SELECTED EXTRACT:

I think because of Avatar, this will be an interesting year to watch the 
Oscars.  And it will be very interesting to see if Kathryn Bigelow will win for 
best director.  Which will be a historical event.

On a side note, the posters for Avatar are going for very good money.  In fact, 
I've never seen posters for a new movie go for so much.  The lenticuler is 
selling in the $500 range.  Regular D/S one sheets are in the $30-100 range.  
My guess on what is driving these high prices are non-poster collectors bidding 
them up.
John W 
________________________________
From: James Richard <jrl...@mediabearonline.com>
To: MoPo-L@LISTSERV.AMERICAN.EDU
Sent: Tue, February 16, 2010 5:42:31 AM
Subject: Re: [MOPO] Revised/appended, discard previous: AVATAR

David,

I agreed with your take, except I don't accept that a lifetime of film history 
should be casually dismissed just because some teens and twenty something 
newbies don't yet have that same kind of history. It's called experience and 
experience is valuable, despite what the new kids on the block think. The 
problem with AVATAR's plot is not that it was the old calvary vs. injuns story 
line by way of DANCES WITH WOLVES (or even LITTLE BIG MAN, if you really want 
to show your age), but that Cameron made no attempt to add any original twists 
to that old plot (which both DANCES and BIG MAN did). On the other hand, 
Cameron chose to add plenty of new and original twists to TITANIC, which is 
what made it so great. Offhand, I can think of a dozen ways he could have 
tweaked the overly-predictable plot of AVATAR to add a lot of originality and 
not do any more work or spend any additional money. He just didn't bother.

I mean, everything else about AVATAR is so great, why couldn't he have insisted 
on a better script? It's not just the tired old calvary vs. indians story 
arc... it's that the stupid (bumbling) corporate guy in charge of the whole 
project who was straight out of a Disney film, as was the George Custer-like 
Ultimately Evil head of security dude.

But, having vented about the lost opportunity to make *every* aspect of AVATAR 
great, I did acknowledge in my original review that AVATAR really isn't about 
the plot. It's about the wild ride... the fully realized 3-dimensional trip to 
an fantastic alien planet that we get to take for the price of a theater 
ticket. I'll stand by that (which shows that I still "get it", despite being 
old and out of date). Heck, the plot could have been about blue aliens rubbing 
two bricks together and it still would have been a fantastic cinematic event.

LIST OF TASKS:
**a)** Change "Oscars" to "Academy Awards" in the stretch of the Avatar post from "I think because" through "a historical event.", and write out that stretch.
**b)** List every movie title named in the Avatar post.
**c)** Continue the Avatar post from where it stops.

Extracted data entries
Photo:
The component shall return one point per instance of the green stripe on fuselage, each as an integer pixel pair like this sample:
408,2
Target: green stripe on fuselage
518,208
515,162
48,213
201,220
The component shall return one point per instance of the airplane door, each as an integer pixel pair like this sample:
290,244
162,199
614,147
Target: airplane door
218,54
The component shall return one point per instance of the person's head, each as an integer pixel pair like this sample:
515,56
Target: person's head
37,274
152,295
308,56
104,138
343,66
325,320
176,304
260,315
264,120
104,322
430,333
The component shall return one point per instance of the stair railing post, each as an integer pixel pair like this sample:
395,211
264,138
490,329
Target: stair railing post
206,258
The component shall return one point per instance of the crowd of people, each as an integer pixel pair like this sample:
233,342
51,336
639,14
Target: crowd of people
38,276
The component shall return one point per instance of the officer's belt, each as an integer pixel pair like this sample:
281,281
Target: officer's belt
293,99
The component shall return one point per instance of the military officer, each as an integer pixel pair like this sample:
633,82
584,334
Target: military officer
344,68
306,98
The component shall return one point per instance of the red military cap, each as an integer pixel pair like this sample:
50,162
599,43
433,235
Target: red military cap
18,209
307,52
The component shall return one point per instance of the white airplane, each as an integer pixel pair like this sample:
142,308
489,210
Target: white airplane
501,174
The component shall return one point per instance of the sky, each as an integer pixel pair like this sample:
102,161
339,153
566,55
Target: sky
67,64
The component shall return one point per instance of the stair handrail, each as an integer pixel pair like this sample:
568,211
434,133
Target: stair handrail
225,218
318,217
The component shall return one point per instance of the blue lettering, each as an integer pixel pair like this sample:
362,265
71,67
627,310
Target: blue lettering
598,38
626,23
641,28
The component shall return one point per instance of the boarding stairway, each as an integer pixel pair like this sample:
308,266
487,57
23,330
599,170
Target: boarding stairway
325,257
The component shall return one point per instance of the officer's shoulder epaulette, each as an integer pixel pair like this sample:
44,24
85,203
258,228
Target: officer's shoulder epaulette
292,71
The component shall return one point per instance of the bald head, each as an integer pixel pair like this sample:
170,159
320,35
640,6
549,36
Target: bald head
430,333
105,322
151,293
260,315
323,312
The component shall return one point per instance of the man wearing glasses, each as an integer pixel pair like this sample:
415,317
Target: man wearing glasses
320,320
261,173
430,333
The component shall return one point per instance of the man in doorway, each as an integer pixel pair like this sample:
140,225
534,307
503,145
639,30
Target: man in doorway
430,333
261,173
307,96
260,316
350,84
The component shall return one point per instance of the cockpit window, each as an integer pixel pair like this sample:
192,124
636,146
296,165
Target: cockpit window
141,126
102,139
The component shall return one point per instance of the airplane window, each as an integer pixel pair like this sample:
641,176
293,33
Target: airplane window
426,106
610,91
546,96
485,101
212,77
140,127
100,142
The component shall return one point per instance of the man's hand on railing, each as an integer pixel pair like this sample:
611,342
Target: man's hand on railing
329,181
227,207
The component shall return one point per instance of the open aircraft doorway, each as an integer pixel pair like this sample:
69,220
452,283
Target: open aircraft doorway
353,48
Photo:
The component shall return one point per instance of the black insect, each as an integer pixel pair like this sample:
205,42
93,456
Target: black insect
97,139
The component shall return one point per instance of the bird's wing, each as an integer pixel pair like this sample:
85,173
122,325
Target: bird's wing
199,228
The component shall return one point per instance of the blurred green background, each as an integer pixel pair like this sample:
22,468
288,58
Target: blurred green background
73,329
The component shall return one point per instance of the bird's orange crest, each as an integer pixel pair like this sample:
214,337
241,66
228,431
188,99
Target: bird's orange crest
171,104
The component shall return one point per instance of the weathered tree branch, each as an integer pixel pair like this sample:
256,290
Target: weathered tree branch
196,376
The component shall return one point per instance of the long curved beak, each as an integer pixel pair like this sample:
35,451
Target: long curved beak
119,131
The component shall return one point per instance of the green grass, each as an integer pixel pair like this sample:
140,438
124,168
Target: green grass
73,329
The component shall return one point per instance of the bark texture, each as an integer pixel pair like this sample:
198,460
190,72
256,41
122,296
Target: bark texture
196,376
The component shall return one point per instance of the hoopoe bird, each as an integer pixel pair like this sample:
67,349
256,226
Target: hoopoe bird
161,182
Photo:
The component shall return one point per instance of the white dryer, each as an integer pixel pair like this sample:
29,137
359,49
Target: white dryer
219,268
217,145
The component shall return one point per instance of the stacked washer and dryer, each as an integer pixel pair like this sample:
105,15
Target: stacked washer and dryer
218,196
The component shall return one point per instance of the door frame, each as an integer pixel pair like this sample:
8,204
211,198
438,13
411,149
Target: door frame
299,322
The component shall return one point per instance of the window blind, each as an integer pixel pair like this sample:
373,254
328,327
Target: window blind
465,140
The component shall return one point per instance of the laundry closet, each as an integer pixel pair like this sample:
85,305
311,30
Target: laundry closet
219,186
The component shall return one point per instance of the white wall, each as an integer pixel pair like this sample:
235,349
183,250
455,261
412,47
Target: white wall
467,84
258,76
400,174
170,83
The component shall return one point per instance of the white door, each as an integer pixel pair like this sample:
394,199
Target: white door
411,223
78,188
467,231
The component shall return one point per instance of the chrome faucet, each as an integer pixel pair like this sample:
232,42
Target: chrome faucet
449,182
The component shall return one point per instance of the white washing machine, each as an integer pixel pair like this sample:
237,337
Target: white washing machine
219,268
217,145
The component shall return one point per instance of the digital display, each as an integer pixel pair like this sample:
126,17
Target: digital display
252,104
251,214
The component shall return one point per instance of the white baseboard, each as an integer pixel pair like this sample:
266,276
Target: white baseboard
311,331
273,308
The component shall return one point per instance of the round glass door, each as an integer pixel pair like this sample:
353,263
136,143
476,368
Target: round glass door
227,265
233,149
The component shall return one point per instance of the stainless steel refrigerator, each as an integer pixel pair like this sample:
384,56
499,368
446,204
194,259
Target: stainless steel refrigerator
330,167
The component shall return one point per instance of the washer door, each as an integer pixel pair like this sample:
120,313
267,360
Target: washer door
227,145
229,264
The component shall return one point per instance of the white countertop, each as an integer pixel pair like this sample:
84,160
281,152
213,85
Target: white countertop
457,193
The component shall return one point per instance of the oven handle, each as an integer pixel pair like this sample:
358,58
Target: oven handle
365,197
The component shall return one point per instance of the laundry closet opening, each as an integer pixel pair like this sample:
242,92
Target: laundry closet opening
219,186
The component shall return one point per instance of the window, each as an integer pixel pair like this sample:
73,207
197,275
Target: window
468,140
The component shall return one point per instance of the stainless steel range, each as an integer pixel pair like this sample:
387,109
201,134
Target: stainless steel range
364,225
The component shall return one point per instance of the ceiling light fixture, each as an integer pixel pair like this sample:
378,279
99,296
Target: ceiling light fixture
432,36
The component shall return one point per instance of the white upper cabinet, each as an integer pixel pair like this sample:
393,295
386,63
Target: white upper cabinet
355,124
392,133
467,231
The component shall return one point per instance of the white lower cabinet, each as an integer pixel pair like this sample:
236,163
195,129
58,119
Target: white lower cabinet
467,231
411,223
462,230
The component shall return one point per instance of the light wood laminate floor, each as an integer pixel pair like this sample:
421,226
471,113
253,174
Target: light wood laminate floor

ANSWERS:
**a)**
I think because of Avatar, this will be an interesting year to watch the 
Academy Awards.  And it will be very interesting to see if Kathryn Bigelow will win for 
best director.  Which will be a historical event.

**b)**
Avatar
Dances with Wolves
Little Big Man
Titanic

**c)**
But "Best Picture of the Year"? Nah... not to me, burdened as I am with my "out 
of date" 55 years of film watching experience. The unnecessarily trite plot and 
characters -- which someone of Cameron's ability and clout could have easily 
avoided -- removes AVATAR from the same class as TITANIC, which *did* deserve 
best picture. While it's a great ride, AVATAR is not the "Best Picture of the 
Year". It's the biggest commercial success, yes, but that's not the same thing. 
But of course, it will get the Oscar. Any movie that broke TITANIC's all-time 
box-office score would get Best Picture by default. Hollywood is, after all, 
all about the money.

-- JR

David Kusumoto wrote: 
** It's been a while I've written anything of length to MoPo; write it off to 
being too swamped to get into the fights and what-nots during the past 5-6 
months.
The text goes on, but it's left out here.